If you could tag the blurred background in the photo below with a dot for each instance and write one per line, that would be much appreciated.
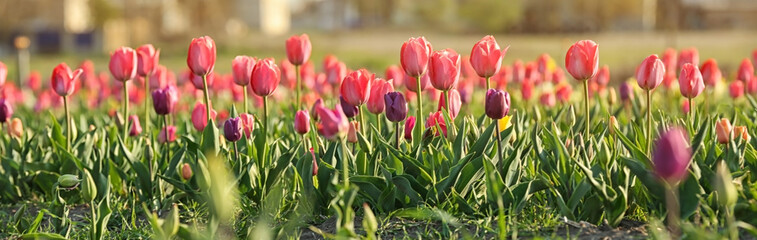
(369, 33)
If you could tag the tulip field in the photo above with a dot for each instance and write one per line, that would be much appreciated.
(443, 144)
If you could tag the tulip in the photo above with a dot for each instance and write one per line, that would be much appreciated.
(16, 128)
(453, 101)
(167, 133)
(723, 131)
(333, 125)
(736, 89)
(135, 129)
(248, 123)
(711, 73)
(200, 118)
(486, 58)
(349, 110)
(302, 122)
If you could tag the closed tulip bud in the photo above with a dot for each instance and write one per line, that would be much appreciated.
(711, 73)
(186, 171)
(298, 49)
(241, 69)
(68, 181)
(136, 128)
(164, 100)
(349, 110)
(746, 71)
(723, 185)
(233, 129)
(547, 99)
(672, 155)
(409, 125)
(200, 117)
(147, 59)
(201, 56)
(302, 122)
(333, 125)
(454, 101)
(650, 73)
(63, 81)
(741, 132)
(88, 188)
(396, 106)
(486, 57)
(265, 77)
(414, 56)
(582, 60)
(123, 64)
(436, 124)
(6, 110)
(723, 131)
(444, 69)
(691, 81)
(356, 87)
(376, 99)
(167, 134)
(497, 103)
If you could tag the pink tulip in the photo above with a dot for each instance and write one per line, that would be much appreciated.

• _ACTION ITEM_
Omit the pictures; print the records above exactly.

• _TASK RESPONSE_
If you could tag the blurred background in the photo below with a dot for each instance and write one per line, that would be much appreciated.
(369, 33)
If you could tag the tulip field in the photo above with a dot for each instance and write one per line, that would be much appreciated.
(443, 144)
If you could tag the tulip in the photo above with a dot for each instance and write one per line, that would be much appreciated.
(16, 128)
(453, 101)
(167, 133)
(723, 131)
(333, 125)
(736, 89)
(135, 129)
(248, 123)
(711, 73)
(200, 118)
(486, 58)
(349, 110)
(302, 122)
If you could tag the closed tulip bud in the photo above with a dot for each instance and write one per line, that would be much appreciated.
(711, 73)
(186, 171)
(298, 49)
(241, 69)
(68, 181)
(136, 128)
(164, 100)
(349, 110)
(746, 71)
(723, 185)
(233, 129)
(547, 99)
(672, 155)
(409, 125)
(200, 117)
(147, 59)
(201, 56)
(302, 122)
(333, 125)
(454, 101)
(650, 73)
(63, 81)
(741, 132)
(88, 188)
(396, 106)
(486, 57)
(265, 77)
(414, 56)
(582, 60)
(123, 64)
(436, 124)
(6, 110)
(723, 131)
(444, 69)
(691, 81)
(356, 87)
(376, 99)
(167, 134)
(497, 103)
If you could tag the pink tulip in the photo above with a dot for each instance and write one per line, that would be much appreciated.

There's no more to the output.